Exercise requirements ::
Write the next part of the ANOVA lecture, picking up after its last sentence.
### Passage ###
5 What does regression analysis show us about analyzing complex measures? 2018c Canvas Lecture Week 3 – 1a.pdf

BUS 308 Week 3 Lecture 1

Examining Differences – Continued

Expected Outcomes

After reading this lecture, the student should be familiar with:

1. Issues around multiple testing
2. The basics of the Analysis of Variance test
3. Determining significant differences between group means
4. The basics of the Chi Square Distribution.

Overview

Last week, we found out ways to examine differences between a measure taken on two
groups (two-sample test situation) as well as comparing that measure to a standard (a one-sample
test situation). We looked at the F test which let us test for variance equality. We also looked at
the t-test which focused on testing for mean equality. We noted that the t-test had three distinct
versions, one for groups that had equal variances, one for groups that had unequal variances, and
one for data that was paired (two measures on the same subject, such as salary and midpoint for
each employee). We also looked at how the 2-sample unequal t-test could be used to use Excel
to perform a one-sample mean test against a standard or constant value. This week we expand
our tool kit to let us compare multiple groups for similar mean values.

A second tool will let us look at how data values are distributed if graphed, would they
look the same? Different shapes or patterns often means the data sets differ in significant ways
that can help explain results.

Multiple Groups

As interesting as comparing two groups is, often it is a bit limiting as to what it tells us.
One obvious issue that we are missing in the comparisons made last week was equal work. This
idea is still somewhat hard to get a clear handle on. Typically, as we look at this issue, questions
arise about things such as performance appraisal ratings, education distribution, seniority impact,
etc.

Some of these can be tested with the tools introduced last week. We can see, for
example, if the performance rating average is the same for each gender. What we couldnt do, at
this point however, is see if performance ratings differ by grade, do the more senior workers
perform relatively better? Is there a difference between ratings for each gender by grade level?
The same questions can be asked about seniority impact. This week will give us tools to expand
how we look at the clues hidden within the data set about equal pay for equal work.

ANOVA

So, lets start taking a look at these questions. The first tool for this week is the Analysis
of Variance ANOVA for short. ANOVA is often confusing for students; it says it analyzes
variance (which it does) but the purpose of an ANOVA test is to determine if the means of

different groups are the same! Now, so far, we have considered means and variance to be two
distinct characteristics of data sets; characteristics that are not related, yet here we are saying that
looking at one will give us insight into the other.

The reason is due to the way the variance is analyzed. Just as our detectives succeed by
looking at the clues and data in different ways, so does ANOVA. There are two key variances
that are examined with this test. The first, called Within Group variance, is the average variance
of the groups. ANOVA assumes the population(s) the samples are taken from have the same
variation, so this average is an estimate of the population variance.
### Information supplied ###
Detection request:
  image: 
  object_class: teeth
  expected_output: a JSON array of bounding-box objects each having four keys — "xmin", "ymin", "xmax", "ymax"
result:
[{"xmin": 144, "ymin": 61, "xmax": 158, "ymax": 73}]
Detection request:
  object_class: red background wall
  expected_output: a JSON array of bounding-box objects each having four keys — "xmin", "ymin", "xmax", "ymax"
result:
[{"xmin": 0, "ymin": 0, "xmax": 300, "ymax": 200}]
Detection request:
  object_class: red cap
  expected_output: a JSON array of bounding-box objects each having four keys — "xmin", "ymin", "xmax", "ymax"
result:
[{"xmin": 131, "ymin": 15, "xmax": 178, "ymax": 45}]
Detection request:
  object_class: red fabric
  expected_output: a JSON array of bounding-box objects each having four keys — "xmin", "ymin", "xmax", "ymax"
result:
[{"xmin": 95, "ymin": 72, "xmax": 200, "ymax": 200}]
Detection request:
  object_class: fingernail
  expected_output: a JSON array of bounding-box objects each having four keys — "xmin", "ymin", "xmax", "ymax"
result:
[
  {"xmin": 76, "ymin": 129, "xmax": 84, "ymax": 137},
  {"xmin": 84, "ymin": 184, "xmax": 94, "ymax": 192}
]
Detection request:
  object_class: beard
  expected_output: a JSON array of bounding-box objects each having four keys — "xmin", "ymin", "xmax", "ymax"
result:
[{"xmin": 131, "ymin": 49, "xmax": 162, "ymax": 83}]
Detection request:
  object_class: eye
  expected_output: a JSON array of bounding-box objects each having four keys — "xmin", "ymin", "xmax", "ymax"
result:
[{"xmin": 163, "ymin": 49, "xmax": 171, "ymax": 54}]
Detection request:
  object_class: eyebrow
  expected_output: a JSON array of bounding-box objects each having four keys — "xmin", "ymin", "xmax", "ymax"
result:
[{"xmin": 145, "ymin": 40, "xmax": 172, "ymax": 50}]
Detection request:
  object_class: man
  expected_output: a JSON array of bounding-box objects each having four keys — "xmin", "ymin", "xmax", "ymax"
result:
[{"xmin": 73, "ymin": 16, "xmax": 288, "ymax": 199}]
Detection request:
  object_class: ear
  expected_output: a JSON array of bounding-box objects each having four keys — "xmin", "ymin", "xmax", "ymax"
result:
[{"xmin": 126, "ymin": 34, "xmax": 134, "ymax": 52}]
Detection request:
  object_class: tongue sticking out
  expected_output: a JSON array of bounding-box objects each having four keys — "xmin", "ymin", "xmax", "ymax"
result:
###
Response for this exercise ::
The second is the variance of the entire group, Between Group Variation, as if all the
samples were from the same group. Here are exhibits showing two situations. In Exhibit A, the
groups are close together, in fact they are overlapping, and the means are obviously close to each
other. The Between Group variation (which would be from the data set that starts with the
orange group on the right and ends with the gray group on the left) is very close to the Within
Group (the average) variation for the three groups.

So, if we divide our estimate of the Between Group (overall) variation by the estimate of
our Within Group (average) variation, we would get a value close to 1, and certainly less than
about 1.5. Recalling the F statistic from last week, we could guess that there is not a significant
difference in the variation estimates. (Of course, with the statistical test we do not guess but
know if the result is significant or not.)

Look at three sample distributions in Exhibit A. Each has the same within group
variance, and the overall variance of the entire data set is not all that much larger than the
average of the three separate groups. This would give us an F relatively close to 1.00.

Exhibit A: No Significant Difference with Overall Variation

0

0.05

0.1

0.15

0.2

0.25

0.3

0.35

0.4

0.45

-5 -4 -3 -2 -1 0 1 2 3 4 5

Exhibit B: Significant Difference with Overall Variation

Now, if we look at exhibit B, we see a different situation. Here the group distributions do
not overlap, and the means are quite different. If we were to divide the Between Group (overall)
variance by the Within Group (average) variance we would get a value quite a bit larger than the
value we calculated with the pervious samples, probably large enough to indicate a difference
between the within and between group variation estimates. And, again, we would examine this F
value for statistical significance.

This is essentially what ANOVA does; we will look at how and the output in the next
lecture. If the F statistic is statistically significant (the null hypothesis of no difference is
rejected), then we can say that the means are different. Neat!

So, why bother learning a new tool to test means? Why dont we merely use multiple t-
tests to test each pair separately. Granted, it would take more time that doing a single test, but
with Excel that is not much of an issue. The best reason to use ANOVA is to ensure we do not
reduce our confidence in our results. If we use an alpha of 0.05, it is essentially saying we are
95% sure we made the right decision in rejecting the null. However, if we do even 3 t-tests on
related data, our confidence drops to the P(Decision 1 correct + Decision 2 correct + Decision 3
correct). As we recall from week 1, the probability of three events occurring is the product of
each event separately, or .95*.95*.95 = 0.857! And in comparing means for 6 groups (such as
means for the different grade levels), we have 16 comparisons which would reduce our overall
confidence that all decisions were correct to 44%. Not very good. Therefore, a single ANOVA
test is much better for our confidence in making the right decision than multiple T-tests.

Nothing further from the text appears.